**PROBLEM DETAILS**: Print the listing below verbatim, passing over each picture.

**MATERIAL PROVIDED**:
──────────────────────────────

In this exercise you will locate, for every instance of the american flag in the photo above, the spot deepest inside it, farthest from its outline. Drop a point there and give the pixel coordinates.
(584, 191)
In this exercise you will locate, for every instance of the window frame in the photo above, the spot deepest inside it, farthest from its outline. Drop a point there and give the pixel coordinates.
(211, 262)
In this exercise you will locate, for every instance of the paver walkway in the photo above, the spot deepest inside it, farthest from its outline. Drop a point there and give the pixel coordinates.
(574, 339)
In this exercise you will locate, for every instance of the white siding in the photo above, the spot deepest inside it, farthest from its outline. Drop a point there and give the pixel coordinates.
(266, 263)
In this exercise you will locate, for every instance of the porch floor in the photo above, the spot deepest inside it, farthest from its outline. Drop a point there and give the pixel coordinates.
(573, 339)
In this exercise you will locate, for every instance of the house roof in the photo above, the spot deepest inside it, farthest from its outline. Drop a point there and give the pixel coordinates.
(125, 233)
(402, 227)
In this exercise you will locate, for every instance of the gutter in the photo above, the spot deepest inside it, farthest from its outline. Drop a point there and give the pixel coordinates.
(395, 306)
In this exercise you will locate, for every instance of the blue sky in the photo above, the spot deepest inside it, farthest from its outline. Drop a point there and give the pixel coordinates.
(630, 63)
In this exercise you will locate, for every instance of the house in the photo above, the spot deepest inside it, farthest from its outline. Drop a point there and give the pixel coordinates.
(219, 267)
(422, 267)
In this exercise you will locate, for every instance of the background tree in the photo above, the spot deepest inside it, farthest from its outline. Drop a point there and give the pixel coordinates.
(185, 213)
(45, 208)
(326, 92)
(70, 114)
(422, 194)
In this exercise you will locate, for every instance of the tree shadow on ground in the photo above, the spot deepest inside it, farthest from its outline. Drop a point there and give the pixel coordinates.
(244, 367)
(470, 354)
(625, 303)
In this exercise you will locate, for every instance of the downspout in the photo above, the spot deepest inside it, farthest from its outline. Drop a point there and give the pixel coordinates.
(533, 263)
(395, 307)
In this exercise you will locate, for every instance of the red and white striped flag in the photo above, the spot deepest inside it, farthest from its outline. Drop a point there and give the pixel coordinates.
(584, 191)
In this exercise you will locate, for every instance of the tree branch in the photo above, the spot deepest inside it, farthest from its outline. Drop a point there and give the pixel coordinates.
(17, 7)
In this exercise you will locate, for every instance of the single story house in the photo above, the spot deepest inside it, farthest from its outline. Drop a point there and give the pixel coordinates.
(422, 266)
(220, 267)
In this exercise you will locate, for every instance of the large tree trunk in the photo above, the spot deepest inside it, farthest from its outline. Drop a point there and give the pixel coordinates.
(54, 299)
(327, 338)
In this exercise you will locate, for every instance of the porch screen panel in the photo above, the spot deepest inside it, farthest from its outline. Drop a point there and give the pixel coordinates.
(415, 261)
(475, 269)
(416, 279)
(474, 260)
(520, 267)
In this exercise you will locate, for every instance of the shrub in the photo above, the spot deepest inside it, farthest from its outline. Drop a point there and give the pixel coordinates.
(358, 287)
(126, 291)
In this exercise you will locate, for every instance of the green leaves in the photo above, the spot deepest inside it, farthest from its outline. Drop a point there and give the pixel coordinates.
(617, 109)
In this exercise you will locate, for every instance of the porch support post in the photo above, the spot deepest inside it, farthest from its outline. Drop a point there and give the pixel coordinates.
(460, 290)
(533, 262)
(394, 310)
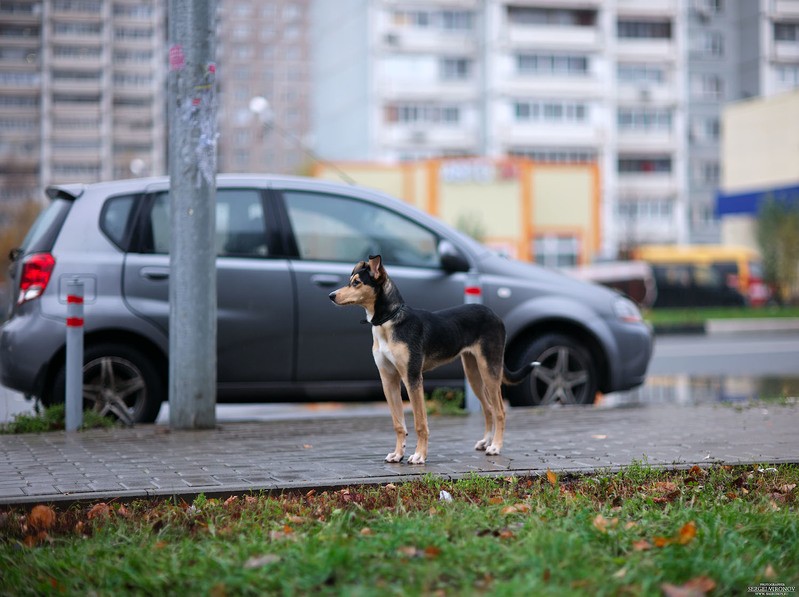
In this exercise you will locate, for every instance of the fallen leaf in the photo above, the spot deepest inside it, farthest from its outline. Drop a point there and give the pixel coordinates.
(642, 545)
(687, 533)
(661, 541)
(601, 523)
(100, 510)
(261, 561)
(696, 587)
(431, 552)
(41, 518)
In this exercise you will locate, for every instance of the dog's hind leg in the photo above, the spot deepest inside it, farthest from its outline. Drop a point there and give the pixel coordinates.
(392, 391)
(416, 394)
(475, 380)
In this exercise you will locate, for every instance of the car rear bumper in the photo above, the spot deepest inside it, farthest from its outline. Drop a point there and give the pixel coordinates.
(635, 352)
(27, 345)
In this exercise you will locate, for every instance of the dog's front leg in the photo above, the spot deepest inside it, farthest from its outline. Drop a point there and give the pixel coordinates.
(416, 394)
(392, 391)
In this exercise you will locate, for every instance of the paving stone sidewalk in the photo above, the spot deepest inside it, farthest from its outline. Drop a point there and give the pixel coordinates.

──────────────────────────────

**THE COMPLETED TASK**:
In this exercise you will locate, for every instance of the american flag in the photo above, the spot deepest inside it, farthest from its outline. Drop a point there and give the pixel coordinates.
(584, 191)
In this exercise you will locate, for every instance of the window frame in the photo above, the spot deepest inside it, farthest from its outline. Drop a point there and give the pixel coordinates.
(211, 262)
In this exercise you will locate, for every instance of the paver walkway in the photo above, the spot deepest inside it, farthest from its outline. Drop a point there and give the pixel coordinates.
(574, 339)
In this exercise you will locate, for every instance of the white siding in the photo above, the spot deepest inside it, farthest from its outline. Drop a point there and give the pixel coordinates.
(266, 263)
In this exercise you will locate, for every instance of the porch floor in the photo above, the spot deepest inside it, farthest from its outline. Drop a point there and give the pixel coordinates.
(573, 339)
In this exercise you will locate, for every instance of the house roof in the photo above, the spot deepest inside it, farthest from its outline. Drop a point there and give the pixel coordinates.
(125, 233)
(402, 227)
In this exercise you will locate, for every instance of the gutter in the photo above, the spot deepest inside it, farthest from its outline. Drop a point there and give the pixel coordinates.
(395, 306)
In this exercise you will locate, for every instance of the blue sky in the photo above, the spot deepest inside it, farthest from its outline. Drop a point there and give the pixel coordinates.
(630, 63)
In this exercise you will locate, for every instance of the house in the photo above, the spot deepest inside it, farthest from its outline. Drop a point there and give the pixel coordinates.
(219, 267)
(422, 267)
In this exercise you will locate, for every instance of the background tree in the photo above, the spot deepest inside it, farthest from its outline. Drop a point there and give the pixel coordinates.
(185, 213)
(45, 208)
(326, 92)
(70, 114)
(422, 194)
In this exercise you will locate, for every instance of the tree shadow on ground in the photo above, the spot deepest inside it, farthest from its outline. Drop a point there and give the pixel coordinates.
(244, 367)
(470, 354)
(625, 303)
In this exercise you will locate, for every instance of the downspout in the photo above, the spot deepest inside it, farthest from its outline. Drop a point there and give the pixel coordinates.
(533, 263)
(395, 307)
In this exercise you will locate, for every instance of the red and white striped flag in the photo above, the spot deepest inside it, farthest from its outline. Drop a point there and give the pixel coordinates.
(584, 191)
In this exercise you will locate, for every instance of the tree branch in the photo above, the spot deepest inside it, farthest from its outline. Drop a point there and give the pixel coordinates.
(17, 7)
In this exercise you will locate, for every instance of the single story house in the photo above, the spot deepest inside it, farthest from its outline. Drop a point there and give the pixel coordinates.
(422, 266)
(220, 267)
In this exercise you will locate, for every instance of the large tree trunk in the photo above, the spot deepest inside it, farthest from its outline. Drop a point there and give the pixel coordinates.
(54, 299)
(327, 338)
In this exercise you will locate, for every instance of the porch screen panel in the photo above, the spot deepest inside it, farthest from its outline. Drop a point there and give the pixel coordinates.
(415, 261)
(475, 269)
(416, 279)
(474, 260)
(520, 267)
In this exercise you will locate, for every instance of the shrub in the photo above, the spot deepest inside it, farthest from its outline. Drop a point there and give the pixel coordinates.
(358, 287)
(126, 291)
In this exercise you will locate, for every instance of the green leaves in the photo above, the spot deepest inside it, farthest from its outline. Drop a point there and give the pixel coordinates.
(617, 109)
In this exercise you will locate, for every instance of the porch support post in the photo above, the spot deepest inside it, farthest from its outline. Drop a point there and give the pixel coordinates.
(460, 290)
(533, 262)
(394, 310)
In this exercise you will locate, for every instance of the fallen leaf in the photo above, the spot deepest inside it, farthest from its outline. Drop a point there and give the pixel coordinates.
(642, 545)
(687, 533)
(661, 541)
(601, 523)
(100, 510)
(261, 561)
(696, 587)
(431, 552)
(41, 518)
In this exercise you will locate, for every instance of the dog's hind leg in the photo above, the spot deepest inside it, farthest from its outline. Drop a point there and give the pixel coordinates.
(392, 391)
(416, 394)
(475, 380)
In this exercise you will locate, for every instance of the car rear bumper in the photo above, the spot deepest inside it, farthest from its outline. Drop a point there and give the pixel coordinates.
(635, 352)
(27, 345)
In this exercise you will locate, for every instance of the dog's front leg in the photo above, the spot deepest inside it, farthest from its outline. Drop a point there and give the pixel coordinates.
(416, 394)
(392, 391)
In this exercise you will locate, for every instance of the paving stone sidewalk in the photo above, the spot deepest inside it, farthest from its outline. Drop a point there and give the pixel coordinates.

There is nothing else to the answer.